Using the data beneath, show every line that includes the word "fence".

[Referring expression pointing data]
◇ ◇ ◇

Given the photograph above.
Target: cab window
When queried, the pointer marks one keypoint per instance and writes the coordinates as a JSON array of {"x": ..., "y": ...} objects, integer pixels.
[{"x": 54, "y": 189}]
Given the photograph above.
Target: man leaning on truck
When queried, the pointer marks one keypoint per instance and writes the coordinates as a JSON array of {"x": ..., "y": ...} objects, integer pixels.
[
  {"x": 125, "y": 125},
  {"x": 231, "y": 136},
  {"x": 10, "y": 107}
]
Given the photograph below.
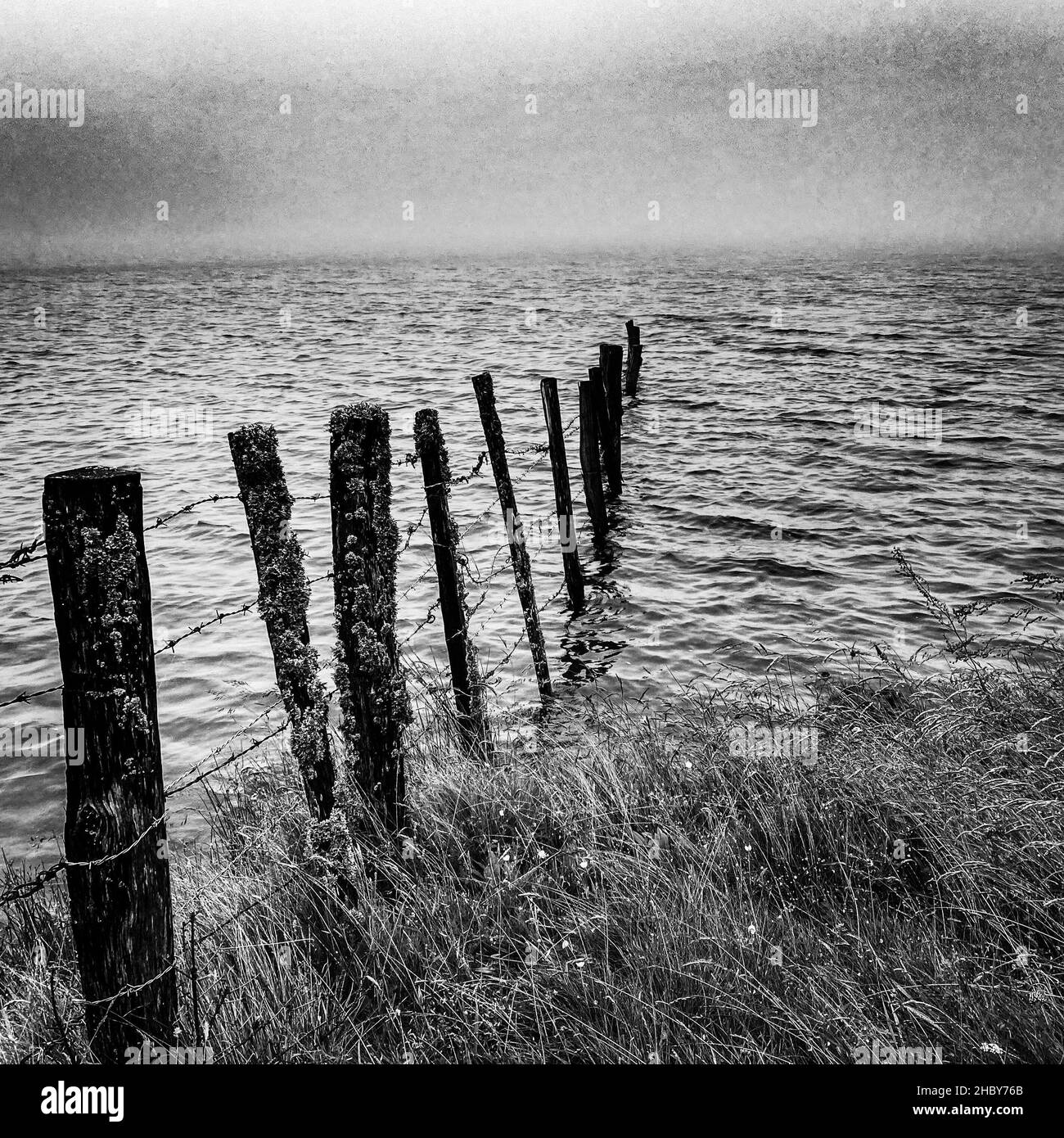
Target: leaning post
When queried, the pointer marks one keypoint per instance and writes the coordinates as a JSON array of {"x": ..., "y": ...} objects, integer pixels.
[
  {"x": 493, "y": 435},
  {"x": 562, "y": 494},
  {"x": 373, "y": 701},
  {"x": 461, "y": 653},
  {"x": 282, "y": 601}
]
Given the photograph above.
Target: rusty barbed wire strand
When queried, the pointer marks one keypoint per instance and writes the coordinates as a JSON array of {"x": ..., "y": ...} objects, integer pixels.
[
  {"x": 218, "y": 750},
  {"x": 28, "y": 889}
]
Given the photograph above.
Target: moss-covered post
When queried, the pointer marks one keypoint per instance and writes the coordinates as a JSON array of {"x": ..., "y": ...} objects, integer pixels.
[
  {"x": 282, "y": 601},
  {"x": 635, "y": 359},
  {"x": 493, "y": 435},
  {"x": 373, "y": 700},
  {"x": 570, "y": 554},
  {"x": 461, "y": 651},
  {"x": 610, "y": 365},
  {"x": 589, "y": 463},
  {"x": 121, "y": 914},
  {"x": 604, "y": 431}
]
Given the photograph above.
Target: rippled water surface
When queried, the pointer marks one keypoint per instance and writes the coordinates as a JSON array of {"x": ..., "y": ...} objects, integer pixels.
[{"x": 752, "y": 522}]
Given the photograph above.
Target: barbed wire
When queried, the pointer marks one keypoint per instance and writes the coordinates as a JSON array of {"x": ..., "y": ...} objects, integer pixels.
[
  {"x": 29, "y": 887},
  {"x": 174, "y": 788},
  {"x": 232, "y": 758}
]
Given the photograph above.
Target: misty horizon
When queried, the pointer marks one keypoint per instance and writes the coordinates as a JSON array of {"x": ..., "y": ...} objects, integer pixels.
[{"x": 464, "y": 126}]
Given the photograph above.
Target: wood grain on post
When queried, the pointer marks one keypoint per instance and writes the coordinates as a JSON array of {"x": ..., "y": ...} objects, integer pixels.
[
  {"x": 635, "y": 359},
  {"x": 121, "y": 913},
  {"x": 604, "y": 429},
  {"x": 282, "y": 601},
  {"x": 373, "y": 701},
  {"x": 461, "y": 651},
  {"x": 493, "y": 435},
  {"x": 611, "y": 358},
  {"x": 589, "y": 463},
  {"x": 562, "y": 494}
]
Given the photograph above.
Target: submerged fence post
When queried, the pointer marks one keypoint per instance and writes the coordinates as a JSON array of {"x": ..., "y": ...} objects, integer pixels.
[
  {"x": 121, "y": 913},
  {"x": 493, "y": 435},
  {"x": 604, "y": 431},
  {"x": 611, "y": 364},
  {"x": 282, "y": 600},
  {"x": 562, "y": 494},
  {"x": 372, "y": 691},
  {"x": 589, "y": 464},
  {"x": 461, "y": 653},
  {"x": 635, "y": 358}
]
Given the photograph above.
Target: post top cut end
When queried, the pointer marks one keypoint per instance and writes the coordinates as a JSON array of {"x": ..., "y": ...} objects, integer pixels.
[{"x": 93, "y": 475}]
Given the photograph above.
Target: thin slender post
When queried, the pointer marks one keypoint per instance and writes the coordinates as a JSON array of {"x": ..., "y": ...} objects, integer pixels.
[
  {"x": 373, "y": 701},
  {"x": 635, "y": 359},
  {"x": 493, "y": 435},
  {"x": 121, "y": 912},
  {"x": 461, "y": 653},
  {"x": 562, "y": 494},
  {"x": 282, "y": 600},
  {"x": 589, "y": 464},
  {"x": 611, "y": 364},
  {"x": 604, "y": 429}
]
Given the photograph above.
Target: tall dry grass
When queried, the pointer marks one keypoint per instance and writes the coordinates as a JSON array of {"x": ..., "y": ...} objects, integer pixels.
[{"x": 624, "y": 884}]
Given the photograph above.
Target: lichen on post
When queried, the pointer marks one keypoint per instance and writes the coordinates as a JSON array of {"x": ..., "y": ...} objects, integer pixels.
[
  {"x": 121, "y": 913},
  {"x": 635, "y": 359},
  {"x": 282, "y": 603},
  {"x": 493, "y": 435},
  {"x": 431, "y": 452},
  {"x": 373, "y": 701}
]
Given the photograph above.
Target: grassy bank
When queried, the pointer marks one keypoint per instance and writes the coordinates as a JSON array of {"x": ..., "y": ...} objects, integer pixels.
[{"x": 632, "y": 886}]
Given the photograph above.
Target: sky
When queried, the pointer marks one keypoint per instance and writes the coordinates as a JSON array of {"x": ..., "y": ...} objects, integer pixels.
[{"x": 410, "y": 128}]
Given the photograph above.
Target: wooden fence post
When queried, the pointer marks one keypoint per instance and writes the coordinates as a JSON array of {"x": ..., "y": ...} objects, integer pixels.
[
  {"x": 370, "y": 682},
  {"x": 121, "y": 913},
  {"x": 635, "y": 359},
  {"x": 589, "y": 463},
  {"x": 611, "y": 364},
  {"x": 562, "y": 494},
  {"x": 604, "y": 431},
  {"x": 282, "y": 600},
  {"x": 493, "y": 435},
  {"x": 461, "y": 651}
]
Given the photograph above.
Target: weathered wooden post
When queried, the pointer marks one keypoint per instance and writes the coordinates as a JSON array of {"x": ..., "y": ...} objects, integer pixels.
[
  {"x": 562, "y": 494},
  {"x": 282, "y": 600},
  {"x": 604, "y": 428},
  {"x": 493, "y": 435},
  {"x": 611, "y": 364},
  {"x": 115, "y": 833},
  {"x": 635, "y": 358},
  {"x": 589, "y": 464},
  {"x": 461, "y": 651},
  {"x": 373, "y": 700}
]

◇ ◇ ◇

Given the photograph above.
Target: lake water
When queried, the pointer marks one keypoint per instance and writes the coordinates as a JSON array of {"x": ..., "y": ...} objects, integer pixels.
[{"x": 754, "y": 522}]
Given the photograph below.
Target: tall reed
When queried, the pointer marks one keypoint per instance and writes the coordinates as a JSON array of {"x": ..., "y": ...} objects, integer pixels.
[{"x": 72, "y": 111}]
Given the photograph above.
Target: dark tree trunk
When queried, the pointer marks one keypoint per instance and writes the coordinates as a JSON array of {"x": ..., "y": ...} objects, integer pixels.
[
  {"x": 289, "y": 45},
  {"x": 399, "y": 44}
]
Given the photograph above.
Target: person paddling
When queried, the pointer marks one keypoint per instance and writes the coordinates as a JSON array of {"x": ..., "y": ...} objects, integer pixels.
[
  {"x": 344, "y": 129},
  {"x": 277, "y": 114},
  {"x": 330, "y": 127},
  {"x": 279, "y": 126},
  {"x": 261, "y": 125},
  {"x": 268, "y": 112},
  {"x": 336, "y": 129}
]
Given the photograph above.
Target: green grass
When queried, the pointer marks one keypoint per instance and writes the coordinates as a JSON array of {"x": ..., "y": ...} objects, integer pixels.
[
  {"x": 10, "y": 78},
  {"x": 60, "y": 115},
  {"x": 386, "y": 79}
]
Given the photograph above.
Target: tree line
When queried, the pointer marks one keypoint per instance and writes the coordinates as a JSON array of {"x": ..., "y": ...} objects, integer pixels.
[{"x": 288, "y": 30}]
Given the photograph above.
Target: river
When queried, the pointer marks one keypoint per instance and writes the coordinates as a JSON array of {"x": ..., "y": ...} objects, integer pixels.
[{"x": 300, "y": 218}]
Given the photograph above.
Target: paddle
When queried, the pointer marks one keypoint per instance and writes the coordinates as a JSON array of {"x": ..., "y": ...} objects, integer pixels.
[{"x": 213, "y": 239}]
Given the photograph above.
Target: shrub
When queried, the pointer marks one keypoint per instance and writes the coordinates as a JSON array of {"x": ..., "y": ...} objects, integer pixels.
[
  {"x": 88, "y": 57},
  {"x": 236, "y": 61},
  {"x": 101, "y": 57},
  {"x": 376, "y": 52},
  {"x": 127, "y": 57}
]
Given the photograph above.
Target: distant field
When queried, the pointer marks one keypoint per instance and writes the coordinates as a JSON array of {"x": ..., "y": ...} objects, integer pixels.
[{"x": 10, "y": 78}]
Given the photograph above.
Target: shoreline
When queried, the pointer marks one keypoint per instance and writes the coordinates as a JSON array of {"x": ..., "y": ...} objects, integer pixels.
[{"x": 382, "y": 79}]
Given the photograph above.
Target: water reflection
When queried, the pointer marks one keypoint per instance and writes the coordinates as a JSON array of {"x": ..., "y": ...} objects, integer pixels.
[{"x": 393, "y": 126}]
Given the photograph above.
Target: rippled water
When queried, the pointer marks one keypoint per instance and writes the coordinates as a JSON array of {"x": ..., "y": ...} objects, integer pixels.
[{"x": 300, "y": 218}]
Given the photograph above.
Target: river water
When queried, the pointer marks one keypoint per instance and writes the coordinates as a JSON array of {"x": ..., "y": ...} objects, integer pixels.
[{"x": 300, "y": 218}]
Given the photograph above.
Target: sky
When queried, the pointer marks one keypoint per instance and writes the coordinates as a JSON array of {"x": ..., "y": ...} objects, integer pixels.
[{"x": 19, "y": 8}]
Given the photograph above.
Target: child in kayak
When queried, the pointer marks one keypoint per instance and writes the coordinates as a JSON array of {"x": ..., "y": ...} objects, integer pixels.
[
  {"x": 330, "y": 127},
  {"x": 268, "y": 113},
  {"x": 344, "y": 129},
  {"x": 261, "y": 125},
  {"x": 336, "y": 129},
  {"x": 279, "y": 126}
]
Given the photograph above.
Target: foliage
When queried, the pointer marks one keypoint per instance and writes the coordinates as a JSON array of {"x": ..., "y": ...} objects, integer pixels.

◇ ◇ ◇

EXERCISE ANSWER
Target: submerged fence post
Target: wooden fence post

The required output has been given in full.